SET PROBLEM: From the post on prayer below, quote the part that opens with the words containing "Having made room" and closes with "a burgeoning Pentecostal.".

SOURCE EXTRACT:
------------------------------------------------

23 May 2007

Prayer - isn't it hard sometimes.


I have always found prayer hard. It has been hard to fit it into my life - perhaps because I've not wanted to make it the priority it should be. It means making time, being disciplined, deciding something it your life doesn't have the same importance and so giving it up to make room for prayer.

Having made room for prayer then comes the task of how best to use the time you are setting aside for prayer. When I was a kid my prayers (which I said lying in bed, in the dark, just before going to sleep) consisted of saying thank you for some good things in my day, in my life and then a long-ish list of God blesses... 'God bless Mummy and Daddy, Bob, Beth, Rachael, Peter, & Rebekah, Granny and Grampy, Grandma and Grandpa...' ending with 'God bless me, amen!' Easy, eh! Then there were the prayers I remember praying when I woke in the wee small hours with ear-ache: 'Lord please heal my sore ear.' They seemed to fall on deaf ears. I never got the instantaneous healing I hoped for. I was 10 years old and a burgeoning Pentecostal.

In my prayer times since the worst thing to contend with (after the need to be disciplined and make time) was the distracting ambient noise of my own brain and imagination, coupled with the apparent lack of Divine feedback. I kept giving up, feeling guilt, trying again. I tried to read the Bible, I still do. I'm encouraged by Bishop Tom Wright's books to to read it, to see what he sees in the Gospels especially and in St Paul's epistles, and I get overwhelmed (especially by St Paul), I often feel worse for reading it than better. I must say that I mostly love the Gospels and the Psalms. And I come away from the Good Book with more questions than answers.

I gladly joined the 'theology group' in my previous parish, 'cos they were about to embark on a study of NT Wright's "The Challenge of Jesus" and I, reflecting on the my own understandings and ideas of Jesus, wondered if the Jesus I thought I knew wasn't more of a figment of my imagination than an historic reality - that I had kept him safe and comfortable in my imagination, rather than engaging with the reality of who he was/is and allowing Him to challenge and change me. I'm still thinking about all that and being challenged there.

------------------------------------------------

Raw records:
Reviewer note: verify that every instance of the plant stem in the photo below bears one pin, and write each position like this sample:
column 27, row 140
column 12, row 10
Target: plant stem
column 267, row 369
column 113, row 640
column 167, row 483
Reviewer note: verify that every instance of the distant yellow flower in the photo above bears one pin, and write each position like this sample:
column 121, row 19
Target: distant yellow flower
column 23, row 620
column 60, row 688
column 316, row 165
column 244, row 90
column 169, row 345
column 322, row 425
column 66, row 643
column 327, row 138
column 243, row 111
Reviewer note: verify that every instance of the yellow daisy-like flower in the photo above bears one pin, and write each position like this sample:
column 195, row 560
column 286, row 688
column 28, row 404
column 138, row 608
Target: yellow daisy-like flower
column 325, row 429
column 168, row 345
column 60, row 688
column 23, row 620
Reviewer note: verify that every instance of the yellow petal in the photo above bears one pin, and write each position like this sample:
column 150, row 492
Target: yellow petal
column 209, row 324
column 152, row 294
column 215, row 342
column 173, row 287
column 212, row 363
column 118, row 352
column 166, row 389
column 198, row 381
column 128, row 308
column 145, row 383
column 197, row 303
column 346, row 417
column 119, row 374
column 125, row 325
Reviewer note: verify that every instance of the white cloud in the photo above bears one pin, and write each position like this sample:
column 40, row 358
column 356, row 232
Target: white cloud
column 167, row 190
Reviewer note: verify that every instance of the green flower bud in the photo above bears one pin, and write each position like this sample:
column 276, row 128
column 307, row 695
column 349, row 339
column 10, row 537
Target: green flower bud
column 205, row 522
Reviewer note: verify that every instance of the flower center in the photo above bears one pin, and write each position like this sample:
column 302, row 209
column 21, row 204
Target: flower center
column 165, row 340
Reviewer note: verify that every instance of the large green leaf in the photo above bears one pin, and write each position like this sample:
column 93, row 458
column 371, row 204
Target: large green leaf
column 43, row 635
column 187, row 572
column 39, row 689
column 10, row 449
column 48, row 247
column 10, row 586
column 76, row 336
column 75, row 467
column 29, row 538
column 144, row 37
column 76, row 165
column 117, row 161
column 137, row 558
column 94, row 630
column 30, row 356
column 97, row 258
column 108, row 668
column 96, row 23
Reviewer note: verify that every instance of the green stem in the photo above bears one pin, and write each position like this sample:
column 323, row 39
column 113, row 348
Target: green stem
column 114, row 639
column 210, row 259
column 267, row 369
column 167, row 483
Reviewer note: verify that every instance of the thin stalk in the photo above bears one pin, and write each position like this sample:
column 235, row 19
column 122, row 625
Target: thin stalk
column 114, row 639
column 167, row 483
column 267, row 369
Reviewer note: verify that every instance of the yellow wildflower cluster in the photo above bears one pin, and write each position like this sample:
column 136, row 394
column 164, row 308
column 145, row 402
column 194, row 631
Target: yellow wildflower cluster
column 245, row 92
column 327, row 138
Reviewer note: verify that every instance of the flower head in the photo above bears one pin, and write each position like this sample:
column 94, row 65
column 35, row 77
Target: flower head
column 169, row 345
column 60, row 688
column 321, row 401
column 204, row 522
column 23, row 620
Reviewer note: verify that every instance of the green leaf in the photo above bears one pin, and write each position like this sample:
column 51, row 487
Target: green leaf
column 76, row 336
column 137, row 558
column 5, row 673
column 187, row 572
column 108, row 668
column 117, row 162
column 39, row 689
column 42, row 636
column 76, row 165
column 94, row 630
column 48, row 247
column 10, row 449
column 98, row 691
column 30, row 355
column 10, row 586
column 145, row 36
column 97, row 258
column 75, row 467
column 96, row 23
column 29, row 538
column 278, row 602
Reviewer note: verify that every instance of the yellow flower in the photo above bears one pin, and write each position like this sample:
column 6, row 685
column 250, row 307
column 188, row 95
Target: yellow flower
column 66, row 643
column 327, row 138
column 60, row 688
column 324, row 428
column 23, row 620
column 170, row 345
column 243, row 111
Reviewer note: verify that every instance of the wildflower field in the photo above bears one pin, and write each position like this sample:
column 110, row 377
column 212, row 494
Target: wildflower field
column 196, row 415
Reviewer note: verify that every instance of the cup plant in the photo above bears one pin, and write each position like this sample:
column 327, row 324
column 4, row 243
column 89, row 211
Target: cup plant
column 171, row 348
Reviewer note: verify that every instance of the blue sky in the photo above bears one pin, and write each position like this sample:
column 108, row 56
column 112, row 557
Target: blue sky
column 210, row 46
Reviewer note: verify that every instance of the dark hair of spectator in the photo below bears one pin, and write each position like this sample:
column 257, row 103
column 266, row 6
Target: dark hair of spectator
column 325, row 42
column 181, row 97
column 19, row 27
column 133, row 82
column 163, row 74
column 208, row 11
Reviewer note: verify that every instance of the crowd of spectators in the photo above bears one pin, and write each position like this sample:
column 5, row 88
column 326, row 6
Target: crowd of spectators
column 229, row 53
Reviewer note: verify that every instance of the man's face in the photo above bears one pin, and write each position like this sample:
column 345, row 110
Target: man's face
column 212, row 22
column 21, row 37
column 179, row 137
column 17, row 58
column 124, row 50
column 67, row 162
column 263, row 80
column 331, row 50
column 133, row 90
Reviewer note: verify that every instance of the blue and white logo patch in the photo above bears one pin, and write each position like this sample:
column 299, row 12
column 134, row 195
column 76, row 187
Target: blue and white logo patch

------------------------------------------------

EXPECTED ANSWER:
Having made room for prayer then comes the task of how best to use the time you are setting aside for prayer. When I was a kid my prayers (which I said lying in bed, in the dark, just before going to sleep) consisted of saying thank you for some good things in my day, in my life and then a long-ish list of God blesses... 'God bless Mummy and Daddy, Bob, Beth, Rachael, Peter, & Rebekah, Granny and Grampy, Grandma and Grandpa...' ending with 'God bless me, amen!' Easy, eh! Then there were the prayers I remember praying when I woke in the wee small hours with ear-ache: 'Lord please heal my sore ear.' They seemed to fall on deaf ears. I never got the instantaneous healing I hoped for. I was 10 years old and a burgeoning Pentecostal.